> Exercise directions: Locate each line in the listing below that contains the word "teal" and copy those lines out in full. Capitalization must match.

> The input:

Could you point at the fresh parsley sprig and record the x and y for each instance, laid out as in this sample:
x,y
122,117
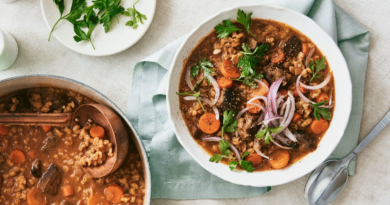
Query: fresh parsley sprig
x,y
204,64
195,94
77,9
248,63
229,123
247,165
325,113
136,16
266,133
320,65
224,146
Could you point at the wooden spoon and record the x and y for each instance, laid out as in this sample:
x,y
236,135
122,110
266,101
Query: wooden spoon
x,y
105,117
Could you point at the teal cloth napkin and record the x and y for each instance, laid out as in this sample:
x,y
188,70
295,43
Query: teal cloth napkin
x,y
175,174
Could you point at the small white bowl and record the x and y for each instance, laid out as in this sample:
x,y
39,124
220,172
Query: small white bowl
x,y
331,138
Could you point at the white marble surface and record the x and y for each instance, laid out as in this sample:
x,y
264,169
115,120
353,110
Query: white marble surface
x,y
174,18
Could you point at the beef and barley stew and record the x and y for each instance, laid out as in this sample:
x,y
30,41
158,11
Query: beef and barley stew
x,y
256,94
43,165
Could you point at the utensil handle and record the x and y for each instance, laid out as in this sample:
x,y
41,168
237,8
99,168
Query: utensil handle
x,y
49,119
382,124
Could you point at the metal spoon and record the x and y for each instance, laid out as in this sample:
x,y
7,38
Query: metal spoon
x,y
327,181
102,115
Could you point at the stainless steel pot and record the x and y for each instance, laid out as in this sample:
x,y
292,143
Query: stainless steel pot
x,y
10,85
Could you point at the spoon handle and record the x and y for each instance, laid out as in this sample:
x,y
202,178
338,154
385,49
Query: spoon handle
x,y
51,119
382,124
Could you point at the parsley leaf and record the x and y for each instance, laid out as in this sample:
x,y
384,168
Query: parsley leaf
x,y
245,20
320,65
248,63
325,113
135,15
229,123
196,95
77,9
266,133
247,165
226,29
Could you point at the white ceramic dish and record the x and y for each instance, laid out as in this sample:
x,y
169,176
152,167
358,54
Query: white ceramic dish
x,y
119,38
331,138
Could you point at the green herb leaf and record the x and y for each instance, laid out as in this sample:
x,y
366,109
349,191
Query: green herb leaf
x,y
320,65
226,29
245,20
136,16
61,6
229,123
324,112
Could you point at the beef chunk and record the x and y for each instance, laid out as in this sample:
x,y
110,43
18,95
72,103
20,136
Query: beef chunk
x,y
229,99
49,143
36,168
275,71
50,180
305,141
293,46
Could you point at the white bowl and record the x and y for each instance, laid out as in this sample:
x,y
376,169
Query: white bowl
x,y
331,138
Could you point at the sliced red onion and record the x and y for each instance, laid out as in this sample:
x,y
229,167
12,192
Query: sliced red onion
x,y
262,84
257,149
217,139
241,112
216,111
216,86
188,79
309,56
305,98
319,86
281,146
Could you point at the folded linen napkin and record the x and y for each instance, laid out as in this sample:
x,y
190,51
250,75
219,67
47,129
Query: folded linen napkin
x,y
175,174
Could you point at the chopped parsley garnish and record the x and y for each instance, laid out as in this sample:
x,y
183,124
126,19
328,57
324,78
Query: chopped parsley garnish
x,y
224,146
247,165
229,122
135,15
205,65
266,133
195,94
320,65
248,63
227,28
325,113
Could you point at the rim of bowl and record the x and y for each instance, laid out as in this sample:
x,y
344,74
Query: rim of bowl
x,y
138,141
347,79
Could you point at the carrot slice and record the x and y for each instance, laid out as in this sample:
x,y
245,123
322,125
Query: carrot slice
x,y
97,131
114,193
279,158
46,128
67,191
97,199
32,154
322,97
319,126
4,130
254,158
36,197
305,49
229,70
283,92
224,82
261,90
296,117
208,123
302,89
17,156
254,109
278,57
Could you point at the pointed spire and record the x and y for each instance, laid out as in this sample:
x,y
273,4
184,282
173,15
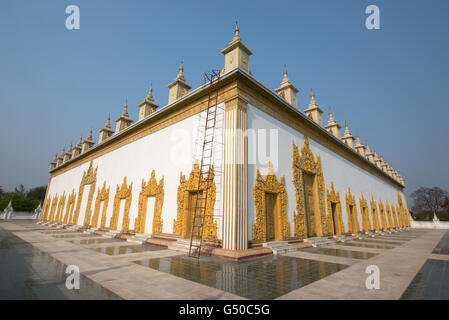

> Full response:
Could you point at the teal cloth napkin and record the x and y for each instance, laid out as in this sample:
Query: teal cloth napkin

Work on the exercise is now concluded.